But first, read Dana Milbank’s recent Washington Post column

Millbank



Zelenskyy Says Peace over Profit – Look Who Disagrees


Dana Milbank

Washington Post Columnist

 

In his gut-wrenching address to Congress, Ukrainian President Volodymyr Zelenskyy asked the United States for more — and more he will get.

 

U.S. leaders across the spectrum saluted Zelenskyy after he spoke to them Wednesday from Kyiv in his olive-drab T-shirt — part Winston Churchill and part Che Guevara. Neither lawmakers nor the administration support a U.S.-led no-fly zone or troop commitment.

But Zelenskyy made another ask and it’s something all Americans can help with. We can stop buying the products of businesses that continue to fund Vladimir Putin’s war machine, even after its full horrors are obvious to the world.

 

'All American companies must leave Russia. . . . Leave their market immediately, because it is flooded with our blood,' the young leader said, asking lawmakers 'to make sure that the Russians do not receive a single penny that they use to destroy our people in Ukraine. . . . Peace is more important than income.'

 

Most American companies get that. Some 400 U.S. and other multinational firms have pulled out of Russia, according to Yale’s Jeffrey Sonnenfeld, who has kept the authoritative list. Oil companies (BP, Shell, ExxonMobil) and tech companies (Dell, IBM, Apple, Google, Facebook, Twitter) led the way, and many others (McDonald’s, Starbucks, Coca-Cola) eventually followed.

> _Extracted entries_:
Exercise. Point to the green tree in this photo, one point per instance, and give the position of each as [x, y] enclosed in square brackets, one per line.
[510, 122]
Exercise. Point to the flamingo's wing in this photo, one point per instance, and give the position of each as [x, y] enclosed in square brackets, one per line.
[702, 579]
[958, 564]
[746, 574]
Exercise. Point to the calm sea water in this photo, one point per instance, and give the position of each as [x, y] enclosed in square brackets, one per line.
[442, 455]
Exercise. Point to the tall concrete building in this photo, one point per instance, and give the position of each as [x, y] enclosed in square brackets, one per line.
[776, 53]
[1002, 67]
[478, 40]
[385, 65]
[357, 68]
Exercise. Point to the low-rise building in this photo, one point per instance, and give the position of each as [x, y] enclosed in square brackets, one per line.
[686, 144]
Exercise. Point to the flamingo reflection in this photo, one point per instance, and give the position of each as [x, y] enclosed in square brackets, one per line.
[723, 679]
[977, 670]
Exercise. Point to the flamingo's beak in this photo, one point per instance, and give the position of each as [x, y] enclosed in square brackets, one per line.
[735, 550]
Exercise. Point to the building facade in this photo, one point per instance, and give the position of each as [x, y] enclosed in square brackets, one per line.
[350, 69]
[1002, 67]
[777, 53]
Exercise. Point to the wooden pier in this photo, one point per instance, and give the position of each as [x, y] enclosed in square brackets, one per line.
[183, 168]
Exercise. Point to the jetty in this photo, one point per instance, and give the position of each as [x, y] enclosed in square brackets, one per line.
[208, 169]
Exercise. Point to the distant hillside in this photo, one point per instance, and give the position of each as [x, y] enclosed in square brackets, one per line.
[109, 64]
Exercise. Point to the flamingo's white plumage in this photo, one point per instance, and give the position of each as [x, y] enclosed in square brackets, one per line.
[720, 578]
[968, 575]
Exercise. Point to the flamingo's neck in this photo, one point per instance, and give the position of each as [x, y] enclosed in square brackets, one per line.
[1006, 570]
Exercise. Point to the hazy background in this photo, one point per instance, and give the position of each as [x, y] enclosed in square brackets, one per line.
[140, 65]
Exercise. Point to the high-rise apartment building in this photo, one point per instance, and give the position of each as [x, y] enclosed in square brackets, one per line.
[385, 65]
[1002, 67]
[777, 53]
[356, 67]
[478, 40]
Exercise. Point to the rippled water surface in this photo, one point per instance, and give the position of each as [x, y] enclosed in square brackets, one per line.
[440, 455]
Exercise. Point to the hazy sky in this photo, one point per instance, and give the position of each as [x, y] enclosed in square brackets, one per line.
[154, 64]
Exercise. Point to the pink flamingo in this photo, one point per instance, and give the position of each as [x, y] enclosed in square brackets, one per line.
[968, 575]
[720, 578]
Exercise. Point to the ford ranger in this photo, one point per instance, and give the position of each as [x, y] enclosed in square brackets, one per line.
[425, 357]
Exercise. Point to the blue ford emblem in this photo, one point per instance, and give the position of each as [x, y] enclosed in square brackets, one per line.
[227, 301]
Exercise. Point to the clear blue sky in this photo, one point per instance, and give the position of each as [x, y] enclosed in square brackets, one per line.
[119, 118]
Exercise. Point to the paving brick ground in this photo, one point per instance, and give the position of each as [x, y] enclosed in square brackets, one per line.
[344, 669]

> _Work instructions_:
• A. Output the passage of the column on Zelenskyy's address to Congress, starting at "But Zelenskyy made" and ending at "to the world.".
• B. Decide whether each statement agrees with the column on Zelenskyy's address to Congress, answering yes or no and quoting the words that settle it: (i) Some 400 U.S. and other multinational firms have left Russia. (ii) U.S. lawmakers support a U.S.-led no-fly zone. (iii) Zelenskyy addressed Congress from Kyiv.

> _Task solutions_:
• A.
But Zelenskyy made another ask and it’s something all Americans can help with. We can stop buying the products of businesses that continue to fund Vladimir Putin’s war machine, even after its full horrors are obvious to the world.

• B.
(i) Yes: "Some 400 U.S. and other multinational firms have pulled out of Russia"
(ii) No: "Neither lawmakers nor the administration support a U.S.-led no-fly zone or troop commitment."
(iii) Yes: "he spoke to them Wednesday from Kyiv"